» Your instructions: List each line in the entries below that contains the word "grass".

» Entries from a point annotation set:
-------
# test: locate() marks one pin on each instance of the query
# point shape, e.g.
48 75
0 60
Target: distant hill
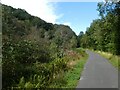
18 24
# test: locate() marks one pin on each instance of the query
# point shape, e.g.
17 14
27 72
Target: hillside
34 52
18 24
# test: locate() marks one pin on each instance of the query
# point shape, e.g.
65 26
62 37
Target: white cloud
41 8
67 23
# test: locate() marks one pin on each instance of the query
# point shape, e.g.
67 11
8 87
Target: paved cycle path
98 73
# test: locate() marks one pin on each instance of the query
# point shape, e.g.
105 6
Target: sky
78 15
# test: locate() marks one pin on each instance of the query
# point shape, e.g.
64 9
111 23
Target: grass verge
113 59
73 75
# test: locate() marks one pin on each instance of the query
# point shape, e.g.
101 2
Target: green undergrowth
113 59
73 75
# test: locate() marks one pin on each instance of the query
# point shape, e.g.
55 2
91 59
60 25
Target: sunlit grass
113 59
72 76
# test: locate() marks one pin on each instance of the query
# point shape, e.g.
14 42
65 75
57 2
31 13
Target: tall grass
73 75
113 59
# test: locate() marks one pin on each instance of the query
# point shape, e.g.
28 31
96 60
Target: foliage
103 34
33 50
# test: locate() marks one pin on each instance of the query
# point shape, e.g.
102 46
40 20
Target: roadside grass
113 59
73 75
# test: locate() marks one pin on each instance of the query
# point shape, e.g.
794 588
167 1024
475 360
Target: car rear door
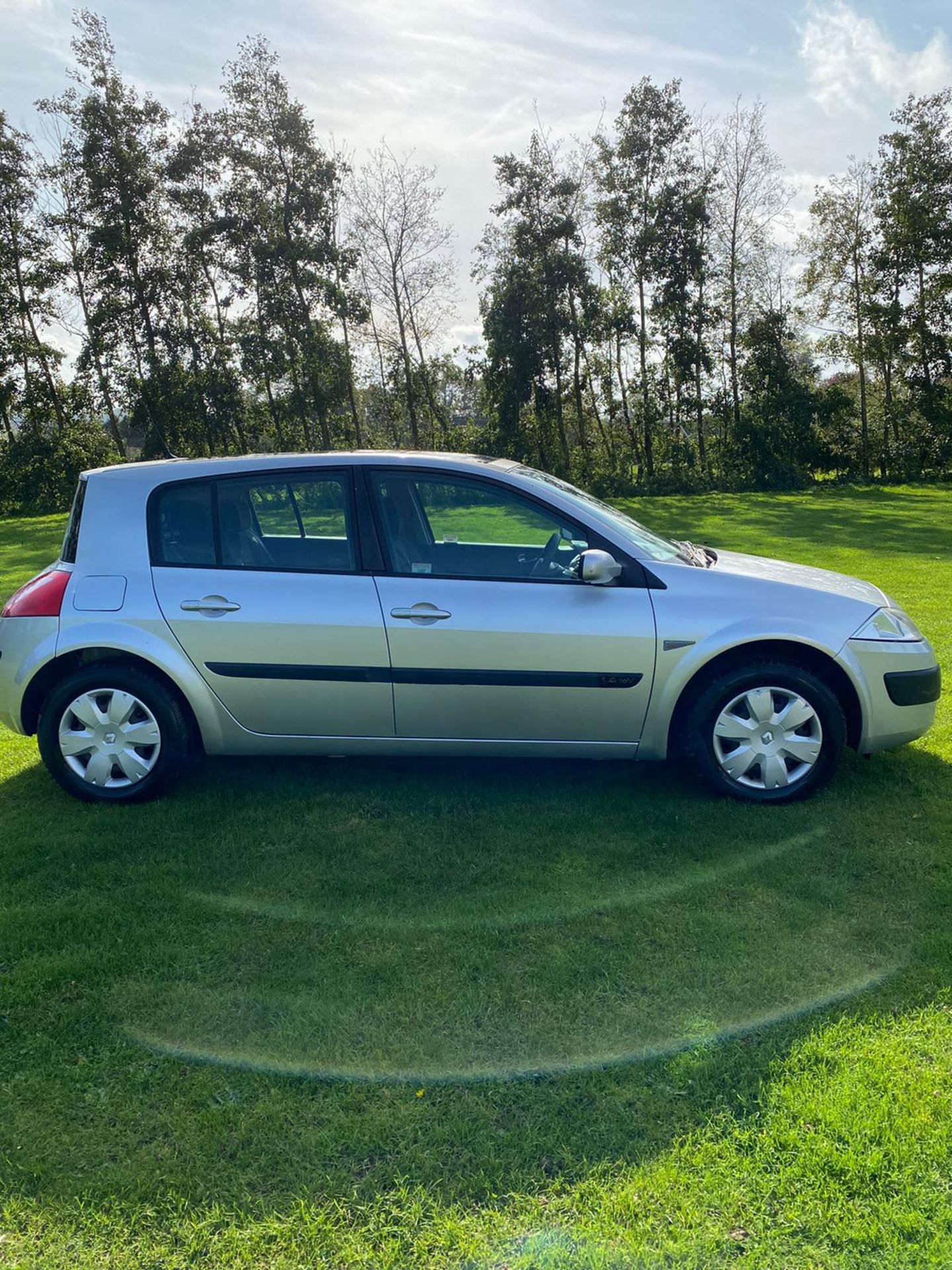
-------
» Answer to this task:
Target: grass verge
Target: sunlit grass
Target: tall grass
Target: roadside grass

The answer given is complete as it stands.